MATERIALS PROVIDED:
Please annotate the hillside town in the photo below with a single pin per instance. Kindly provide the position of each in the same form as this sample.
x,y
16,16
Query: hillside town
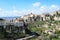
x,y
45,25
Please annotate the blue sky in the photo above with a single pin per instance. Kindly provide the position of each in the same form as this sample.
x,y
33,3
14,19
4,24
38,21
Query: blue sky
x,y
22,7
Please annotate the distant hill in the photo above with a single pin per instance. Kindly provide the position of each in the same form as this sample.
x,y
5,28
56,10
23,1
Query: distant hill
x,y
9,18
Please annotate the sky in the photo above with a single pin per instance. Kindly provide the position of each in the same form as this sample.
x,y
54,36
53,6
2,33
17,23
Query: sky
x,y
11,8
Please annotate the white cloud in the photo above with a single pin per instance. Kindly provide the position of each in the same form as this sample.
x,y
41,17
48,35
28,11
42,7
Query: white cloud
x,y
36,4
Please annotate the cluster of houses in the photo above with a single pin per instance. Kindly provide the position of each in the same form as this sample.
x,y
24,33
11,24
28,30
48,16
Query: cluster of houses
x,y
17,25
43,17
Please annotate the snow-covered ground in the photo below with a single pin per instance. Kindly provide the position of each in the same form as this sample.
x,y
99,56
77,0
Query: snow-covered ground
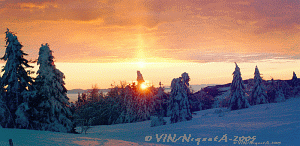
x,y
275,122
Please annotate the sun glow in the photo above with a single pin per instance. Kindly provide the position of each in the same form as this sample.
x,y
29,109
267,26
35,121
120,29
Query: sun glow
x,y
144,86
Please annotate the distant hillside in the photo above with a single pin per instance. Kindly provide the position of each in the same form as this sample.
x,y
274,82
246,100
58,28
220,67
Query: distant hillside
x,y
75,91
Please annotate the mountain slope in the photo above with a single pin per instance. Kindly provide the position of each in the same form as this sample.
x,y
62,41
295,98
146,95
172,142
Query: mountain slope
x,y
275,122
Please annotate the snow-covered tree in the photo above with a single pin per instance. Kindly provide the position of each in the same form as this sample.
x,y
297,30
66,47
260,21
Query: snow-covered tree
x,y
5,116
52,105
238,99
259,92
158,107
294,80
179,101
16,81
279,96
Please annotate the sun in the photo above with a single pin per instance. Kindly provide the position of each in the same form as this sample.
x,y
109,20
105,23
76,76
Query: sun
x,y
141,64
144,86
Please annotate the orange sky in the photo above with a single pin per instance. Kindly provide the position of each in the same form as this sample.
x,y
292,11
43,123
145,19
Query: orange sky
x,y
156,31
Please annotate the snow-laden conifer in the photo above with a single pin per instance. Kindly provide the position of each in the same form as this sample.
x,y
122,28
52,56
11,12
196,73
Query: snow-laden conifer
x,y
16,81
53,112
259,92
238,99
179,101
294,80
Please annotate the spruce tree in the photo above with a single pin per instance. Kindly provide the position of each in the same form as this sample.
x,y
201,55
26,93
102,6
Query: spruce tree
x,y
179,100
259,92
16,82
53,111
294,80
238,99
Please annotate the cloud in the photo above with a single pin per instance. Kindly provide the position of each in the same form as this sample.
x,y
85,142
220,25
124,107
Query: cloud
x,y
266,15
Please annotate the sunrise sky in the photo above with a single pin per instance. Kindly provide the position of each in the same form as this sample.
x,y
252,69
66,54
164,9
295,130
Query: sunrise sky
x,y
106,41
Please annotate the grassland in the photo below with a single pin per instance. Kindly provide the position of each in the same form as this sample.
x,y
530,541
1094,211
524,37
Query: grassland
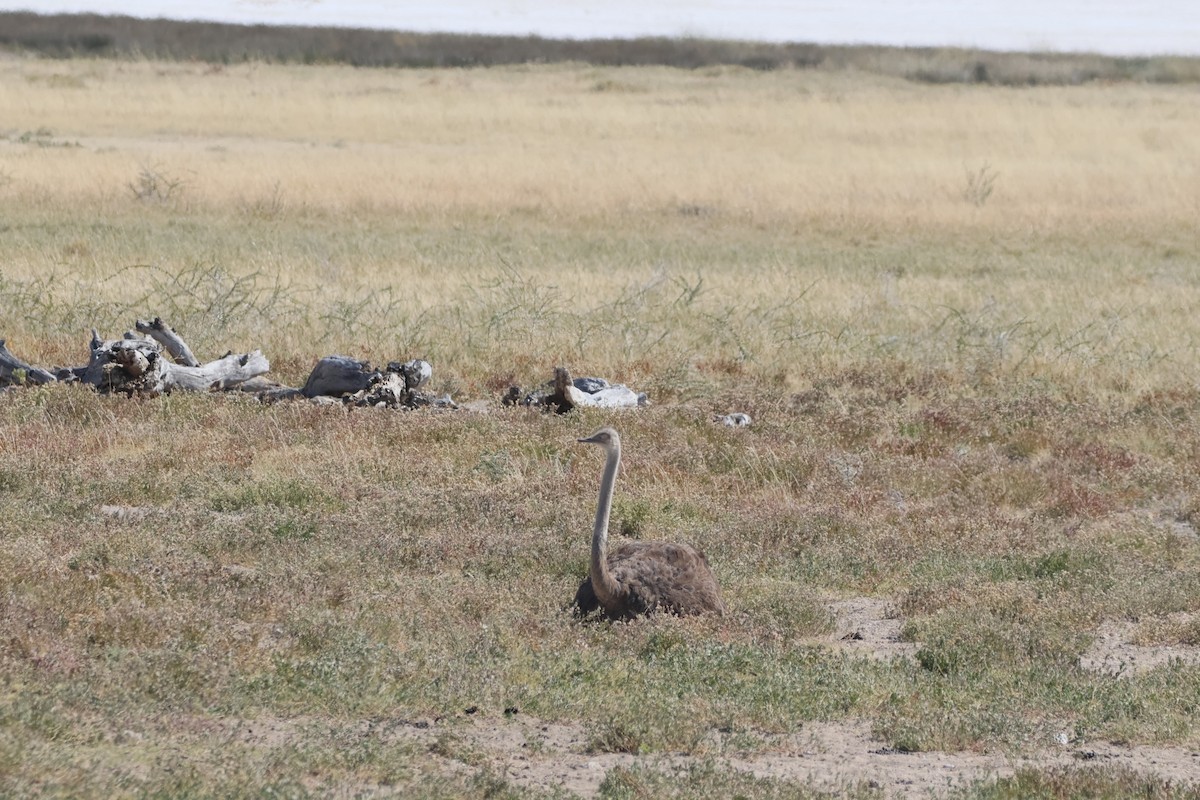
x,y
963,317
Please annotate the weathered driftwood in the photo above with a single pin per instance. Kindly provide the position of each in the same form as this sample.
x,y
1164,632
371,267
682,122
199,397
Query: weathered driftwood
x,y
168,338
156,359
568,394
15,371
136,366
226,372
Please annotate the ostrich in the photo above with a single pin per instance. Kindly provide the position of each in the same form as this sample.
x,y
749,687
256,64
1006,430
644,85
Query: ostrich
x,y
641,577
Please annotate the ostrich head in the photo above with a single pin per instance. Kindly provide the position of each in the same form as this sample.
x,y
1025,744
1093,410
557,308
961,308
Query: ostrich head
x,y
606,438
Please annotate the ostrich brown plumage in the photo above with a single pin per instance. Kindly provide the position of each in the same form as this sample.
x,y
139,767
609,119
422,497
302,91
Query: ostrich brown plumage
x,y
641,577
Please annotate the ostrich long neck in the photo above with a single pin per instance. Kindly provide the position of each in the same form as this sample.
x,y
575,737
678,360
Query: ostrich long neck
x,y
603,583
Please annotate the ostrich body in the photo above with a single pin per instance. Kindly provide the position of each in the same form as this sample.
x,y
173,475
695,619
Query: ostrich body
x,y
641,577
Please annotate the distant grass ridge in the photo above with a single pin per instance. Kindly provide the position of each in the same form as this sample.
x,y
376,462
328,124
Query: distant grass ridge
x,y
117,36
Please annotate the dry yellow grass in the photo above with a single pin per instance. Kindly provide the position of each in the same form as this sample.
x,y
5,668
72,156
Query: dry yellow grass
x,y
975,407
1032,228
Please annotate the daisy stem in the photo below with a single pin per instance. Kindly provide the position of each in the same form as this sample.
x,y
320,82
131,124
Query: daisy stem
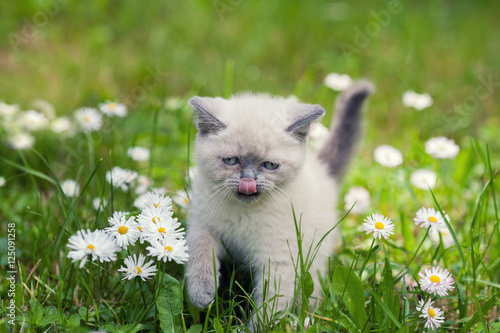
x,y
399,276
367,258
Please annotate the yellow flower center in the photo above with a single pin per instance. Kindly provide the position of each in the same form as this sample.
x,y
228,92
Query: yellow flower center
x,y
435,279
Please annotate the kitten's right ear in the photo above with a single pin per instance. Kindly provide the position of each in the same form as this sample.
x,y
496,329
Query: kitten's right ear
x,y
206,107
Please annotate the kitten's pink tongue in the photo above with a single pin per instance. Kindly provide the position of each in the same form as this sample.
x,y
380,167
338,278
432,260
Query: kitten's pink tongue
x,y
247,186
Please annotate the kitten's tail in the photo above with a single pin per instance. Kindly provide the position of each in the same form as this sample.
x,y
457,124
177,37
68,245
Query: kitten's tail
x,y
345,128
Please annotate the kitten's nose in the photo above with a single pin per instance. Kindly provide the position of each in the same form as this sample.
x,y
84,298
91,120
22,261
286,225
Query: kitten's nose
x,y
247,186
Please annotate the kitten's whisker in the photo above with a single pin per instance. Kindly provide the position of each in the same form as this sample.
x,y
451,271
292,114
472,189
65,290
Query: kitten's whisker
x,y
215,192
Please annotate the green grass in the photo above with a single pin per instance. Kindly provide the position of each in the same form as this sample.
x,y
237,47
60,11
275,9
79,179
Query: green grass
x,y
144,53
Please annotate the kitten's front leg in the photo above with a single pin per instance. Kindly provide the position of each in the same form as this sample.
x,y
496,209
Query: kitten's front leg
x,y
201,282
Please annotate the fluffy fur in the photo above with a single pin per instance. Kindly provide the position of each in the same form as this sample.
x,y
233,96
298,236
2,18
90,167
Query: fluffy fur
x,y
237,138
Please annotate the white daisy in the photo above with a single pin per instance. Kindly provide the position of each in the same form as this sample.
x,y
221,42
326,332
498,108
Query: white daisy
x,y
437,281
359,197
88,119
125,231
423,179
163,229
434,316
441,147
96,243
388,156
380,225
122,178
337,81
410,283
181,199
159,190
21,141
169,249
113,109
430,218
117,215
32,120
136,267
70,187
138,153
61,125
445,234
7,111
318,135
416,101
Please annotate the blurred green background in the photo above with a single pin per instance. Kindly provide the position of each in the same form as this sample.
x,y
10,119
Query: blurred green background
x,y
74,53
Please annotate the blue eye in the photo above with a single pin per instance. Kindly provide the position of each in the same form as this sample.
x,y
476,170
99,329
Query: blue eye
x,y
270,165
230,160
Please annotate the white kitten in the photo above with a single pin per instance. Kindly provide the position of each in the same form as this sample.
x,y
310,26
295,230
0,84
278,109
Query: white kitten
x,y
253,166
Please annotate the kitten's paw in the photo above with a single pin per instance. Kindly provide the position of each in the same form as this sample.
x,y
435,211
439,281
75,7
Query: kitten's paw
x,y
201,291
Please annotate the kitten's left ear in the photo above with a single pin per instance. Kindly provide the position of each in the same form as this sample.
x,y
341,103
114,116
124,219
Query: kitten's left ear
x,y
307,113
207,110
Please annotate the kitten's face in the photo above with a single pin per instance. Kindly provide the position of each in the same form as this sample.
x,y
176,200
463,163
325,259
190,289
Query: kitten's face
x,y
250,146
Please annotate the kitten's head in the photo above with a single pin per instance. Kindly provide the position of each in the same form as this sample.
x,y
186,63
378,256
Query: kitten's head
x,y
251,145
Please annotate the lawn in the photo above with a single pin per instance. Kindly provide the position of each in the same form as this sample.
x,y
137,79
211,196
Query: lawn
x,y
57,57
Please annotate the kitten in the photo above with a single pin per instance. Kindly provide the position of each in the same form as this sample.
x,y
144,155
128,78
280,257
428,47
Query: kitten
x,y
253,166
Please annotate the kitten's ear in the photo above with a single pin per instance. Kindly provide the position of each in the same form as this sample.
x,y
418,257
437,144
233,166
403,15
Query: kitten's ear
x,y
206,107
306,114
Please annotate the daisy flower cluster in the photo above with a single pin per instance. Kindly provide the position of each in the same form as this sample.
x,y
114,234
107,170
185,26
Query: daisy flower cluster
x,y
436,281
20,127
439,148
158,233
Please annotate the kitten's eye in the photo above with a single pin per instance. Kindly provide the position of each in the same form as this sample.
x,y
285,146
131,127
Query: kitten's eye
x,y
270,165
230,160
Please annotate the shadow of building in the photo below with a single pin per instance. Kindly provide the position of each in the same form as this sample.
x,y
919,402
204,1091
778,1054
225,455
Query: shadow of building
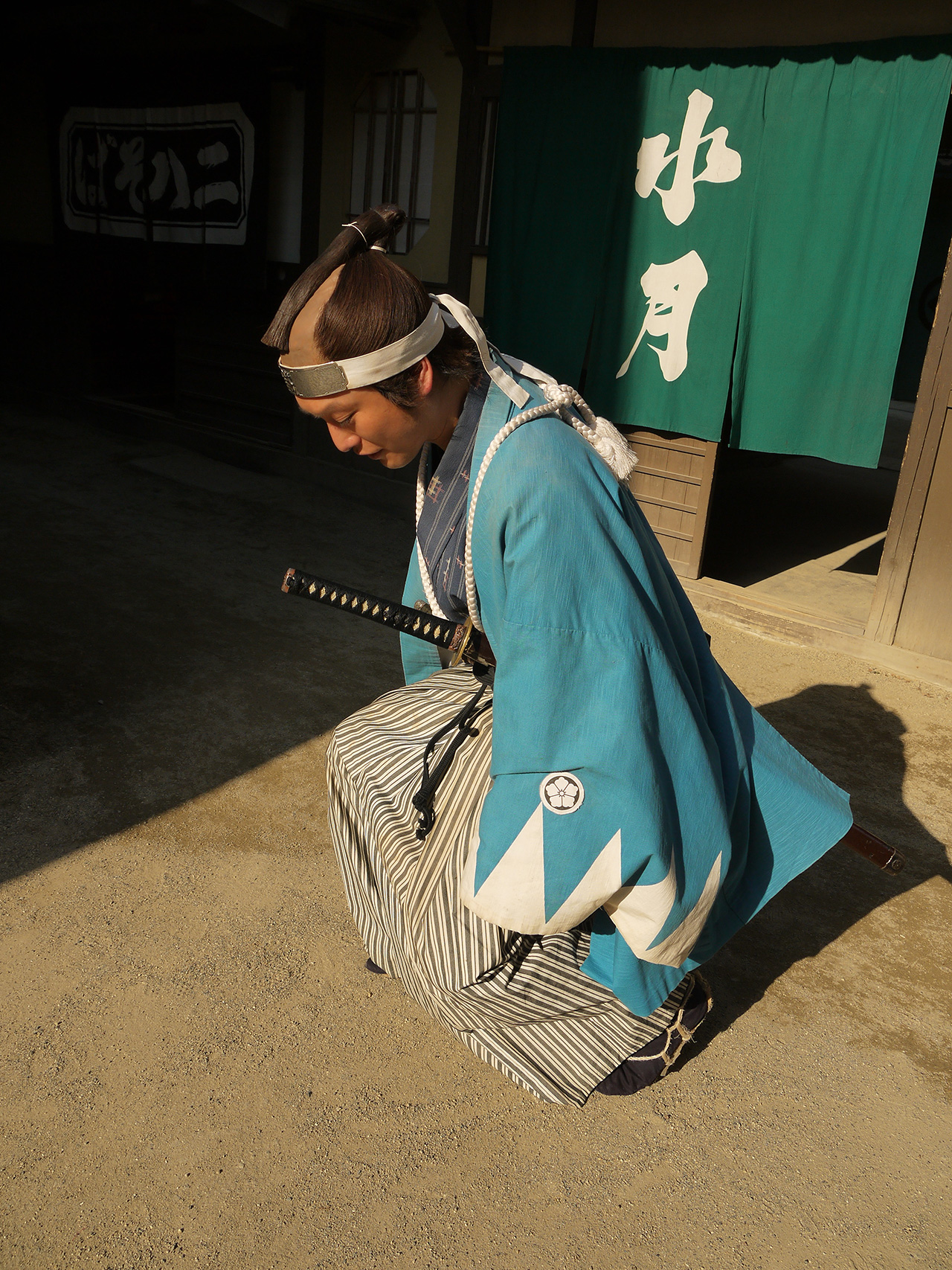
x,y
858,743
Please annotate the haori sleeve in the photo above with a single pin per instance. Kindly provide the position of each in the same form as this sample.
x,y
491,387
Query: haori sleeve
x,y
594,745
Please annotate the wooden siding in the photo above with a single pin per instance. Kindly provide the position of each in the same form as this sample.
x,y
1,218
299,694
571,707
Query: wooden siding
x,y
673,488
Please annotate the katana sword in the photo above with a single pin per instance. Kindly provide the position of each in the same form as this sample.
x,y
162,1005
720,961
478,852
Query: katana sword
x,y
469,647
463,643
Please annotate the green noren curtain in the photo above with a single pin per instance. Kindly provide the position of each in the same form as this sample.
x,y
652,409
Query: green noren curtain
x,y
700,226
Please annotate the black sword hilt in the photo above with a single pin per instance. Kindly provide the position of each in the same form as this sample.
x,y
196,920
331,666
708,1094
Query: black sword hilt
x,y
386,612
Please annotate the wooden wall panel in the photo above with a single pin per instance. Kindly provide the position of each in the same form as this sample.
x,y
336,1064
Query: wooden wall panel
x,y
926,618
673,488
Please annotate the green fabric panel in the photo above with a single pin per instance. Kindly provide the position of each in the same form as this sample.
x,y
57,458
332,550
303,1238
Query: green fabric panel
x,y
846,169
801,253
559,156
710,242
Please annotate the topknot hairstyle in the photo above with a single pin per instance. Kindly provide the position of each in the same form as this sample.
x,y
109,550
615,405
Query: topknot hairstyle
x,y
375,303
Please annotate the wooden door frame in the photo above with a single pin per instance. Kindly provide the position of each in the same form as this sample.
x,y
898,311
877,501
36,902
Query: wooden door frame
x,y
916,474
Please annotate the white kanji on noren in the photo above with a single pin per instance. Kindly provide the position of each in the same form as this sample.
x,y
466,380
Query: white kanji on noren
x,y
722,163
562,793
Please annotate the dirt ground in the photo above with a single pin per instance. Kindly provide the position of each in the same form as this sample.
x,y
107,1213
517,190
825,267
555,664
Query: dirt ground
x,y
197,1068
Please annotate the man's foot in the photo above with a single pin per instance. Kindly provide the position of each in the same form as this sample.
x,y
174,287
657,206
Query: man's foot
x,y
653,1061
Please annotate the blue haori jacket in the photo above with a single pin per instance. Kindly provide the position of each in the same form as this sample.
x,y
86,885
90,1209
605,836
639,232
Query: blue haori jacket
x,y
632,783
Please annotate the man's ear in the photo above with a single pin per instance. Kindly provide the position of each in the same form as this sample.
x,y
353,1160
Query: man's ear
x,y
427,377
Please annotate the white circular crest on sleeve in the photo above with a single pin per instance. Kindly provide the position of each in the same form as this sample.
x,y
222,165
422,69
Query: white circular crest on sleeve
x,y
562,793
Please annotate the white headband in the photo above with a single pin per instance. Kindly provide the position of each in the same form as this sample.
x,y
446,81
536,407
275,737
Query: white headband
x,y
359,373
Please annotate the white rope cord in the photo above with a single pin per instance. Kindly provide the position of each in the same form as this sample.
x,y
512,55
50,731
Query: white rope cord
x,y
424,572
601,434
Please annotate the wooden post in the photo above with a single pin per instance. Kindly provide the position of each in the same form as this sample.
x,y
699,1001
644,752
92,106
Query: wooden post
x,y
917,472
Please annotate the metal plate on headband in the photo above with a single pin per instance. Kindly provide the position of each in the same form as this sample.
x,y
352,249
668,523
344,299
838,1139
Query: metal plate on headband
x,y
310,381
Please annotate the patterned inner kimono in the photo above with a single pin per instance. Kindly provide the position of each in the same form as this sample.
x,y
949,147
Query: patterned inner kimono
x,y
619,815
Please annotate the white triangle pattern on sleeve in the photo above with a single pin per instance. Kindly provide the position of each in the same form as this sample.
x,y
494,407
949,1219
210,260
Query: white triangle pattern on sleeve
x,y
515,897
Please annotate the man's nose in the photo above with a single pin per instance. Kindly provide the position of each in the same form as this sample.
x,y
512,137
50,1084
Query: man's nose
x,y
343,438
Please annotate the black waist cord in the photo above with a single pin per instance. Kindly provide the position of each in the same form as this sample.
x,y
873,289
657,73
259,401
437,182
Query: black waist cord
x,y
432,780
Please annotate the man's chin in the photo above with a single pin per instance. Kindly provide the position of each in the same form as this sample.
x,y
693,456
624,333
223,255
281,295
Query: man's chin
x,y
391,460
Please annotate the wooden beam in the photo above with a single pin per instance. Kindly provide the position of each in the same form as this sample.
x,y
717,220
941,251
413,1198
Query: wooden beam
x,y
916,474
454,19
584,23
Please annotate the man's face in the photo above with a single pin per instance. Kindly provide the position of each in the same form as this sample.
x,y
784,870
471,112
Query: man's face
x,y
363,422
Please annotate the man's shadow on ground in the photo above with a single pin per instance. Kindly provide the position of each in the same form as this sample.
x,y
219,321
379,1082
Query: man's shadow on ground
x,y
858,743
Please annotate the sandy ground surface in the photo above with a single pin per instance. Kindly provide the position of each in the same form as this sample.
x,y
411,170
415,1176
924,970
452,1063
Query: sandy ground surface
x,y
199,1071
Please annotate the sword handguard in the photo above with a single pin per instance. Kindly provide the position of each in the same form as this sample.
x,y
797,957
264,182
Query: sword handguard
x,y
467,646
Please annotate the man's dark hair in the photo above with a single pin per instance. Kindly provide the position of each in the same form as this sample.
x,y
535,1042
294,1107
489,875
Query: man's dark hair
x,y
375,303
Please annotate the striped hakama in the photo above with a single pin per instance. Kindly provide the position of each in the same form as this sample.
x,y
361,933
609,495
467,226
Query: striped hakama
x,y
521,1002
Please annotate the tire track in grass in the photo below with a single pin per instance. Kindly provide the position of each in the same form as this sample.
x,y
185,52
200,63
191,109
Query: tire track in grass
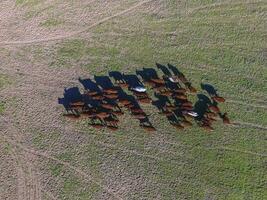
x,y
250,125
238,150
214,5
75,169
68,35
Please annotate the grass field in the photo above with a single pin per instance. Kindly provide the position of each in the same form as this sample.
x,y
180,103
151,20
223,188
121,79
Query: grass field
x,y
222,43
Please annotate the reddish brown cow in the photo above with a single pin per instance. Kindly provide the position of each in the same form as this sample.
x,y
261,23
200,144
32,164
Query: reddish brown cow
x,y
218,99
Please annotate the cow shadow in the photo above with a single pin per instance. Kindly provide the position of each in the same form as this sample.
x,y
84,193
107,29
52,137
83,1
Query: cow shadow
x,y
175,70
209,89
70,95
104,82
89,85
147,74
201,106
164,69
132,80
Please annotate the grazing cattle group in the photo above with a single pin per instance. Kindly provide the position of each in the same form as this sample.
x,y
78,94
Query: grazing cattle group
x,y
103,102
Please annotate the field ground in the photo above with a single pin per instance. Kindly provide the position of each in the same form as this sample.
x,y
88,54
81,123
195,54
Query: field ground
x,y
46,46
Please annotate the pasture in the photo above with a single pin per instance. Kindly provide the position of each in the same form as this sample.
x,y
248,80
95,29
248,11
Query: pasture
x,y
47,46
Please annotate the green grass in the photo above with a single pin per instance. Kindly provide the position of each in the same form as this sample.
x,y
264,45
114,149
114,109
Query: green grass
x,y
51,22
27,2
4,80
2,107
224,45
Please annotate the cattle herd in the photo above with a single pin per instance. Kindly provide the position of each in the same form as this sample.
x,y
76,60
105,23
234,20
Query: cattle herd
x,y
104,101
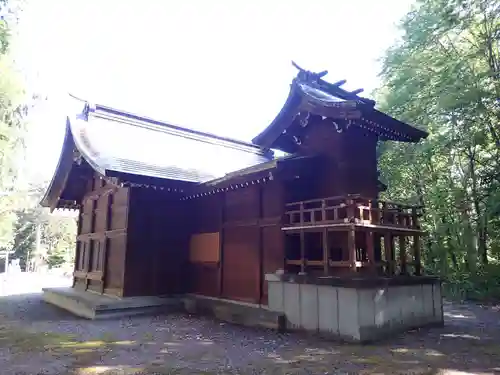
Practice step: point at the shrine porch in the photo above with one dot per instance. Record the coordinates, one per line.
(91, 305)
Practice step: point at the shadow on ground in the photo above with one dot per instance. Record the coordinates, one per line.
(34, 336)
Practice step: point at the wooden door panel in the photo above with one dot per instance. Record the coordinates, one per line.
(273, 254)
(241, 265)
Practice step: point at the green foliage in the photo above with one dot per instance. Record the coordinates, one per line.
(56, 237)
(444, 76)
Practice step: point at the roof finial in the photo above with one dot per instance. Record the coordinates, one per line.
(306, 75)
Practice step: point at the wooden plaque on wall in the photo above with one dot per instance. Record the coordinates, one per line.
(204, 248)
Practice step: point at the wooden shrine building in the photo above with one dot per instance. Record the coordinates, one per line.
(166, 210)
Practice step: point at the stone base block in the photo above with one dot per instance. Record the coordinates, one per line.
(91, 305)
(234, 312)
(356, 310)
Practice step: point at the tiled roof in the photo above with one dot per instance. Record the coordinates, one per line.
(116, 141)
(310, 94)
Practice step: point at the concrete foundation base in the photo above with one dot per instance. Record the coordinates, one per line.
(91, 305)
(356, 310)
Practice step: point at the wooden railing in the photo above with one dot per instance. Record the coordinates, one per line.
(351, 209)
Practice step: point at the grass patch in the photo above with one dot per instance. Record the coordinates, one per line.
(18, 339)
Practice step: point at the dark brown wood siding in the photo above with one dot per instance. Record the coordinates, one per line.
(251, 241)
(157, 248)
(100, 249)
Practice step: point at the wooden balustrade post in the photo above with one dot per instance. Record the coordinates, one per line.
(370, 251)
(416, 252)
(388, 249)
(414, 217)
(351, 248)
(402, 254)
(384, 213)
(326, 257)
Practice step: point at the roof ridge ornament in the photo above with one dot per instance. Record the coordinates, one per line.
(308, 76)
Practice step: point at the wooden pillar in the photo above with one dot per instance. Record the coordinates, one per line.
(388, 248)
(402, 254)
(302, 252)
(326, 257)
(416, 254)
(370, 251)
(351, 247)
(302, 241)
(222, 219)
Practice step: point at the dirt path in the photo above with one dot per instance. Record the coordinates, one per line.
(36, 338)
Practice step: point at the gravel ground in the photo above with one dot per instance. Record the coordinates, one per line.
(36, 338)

WHAT YOU HAVE TO DO: Repeat precisely the lines of the data starting at the one containing "Practice step: point at the roof ridge", last line included.

CORRECT ANSWER:
Practice step: point at the roof ridge ornament in the photo above with one dot per instance. Record the coordinates, one per line.
(308, 76)
Practice step: point at the wooden pillar in the photo above with one dot per instance. Record the coordinates, one per line.
(388, 248)
(402, 254)
(302, 252)
(326, 257)
(416, 254)
(370, 251)
(351, 247)
(302, 241)
(222, 219)
Practice step: point at the dirt path in the photo above with one dot per instance. Record the coordinates, one per line.
(36, 338)
Practice step: point at the gravel ground in the photo above with one dot per instance. Record the coordinates, one per line.
(36, 338)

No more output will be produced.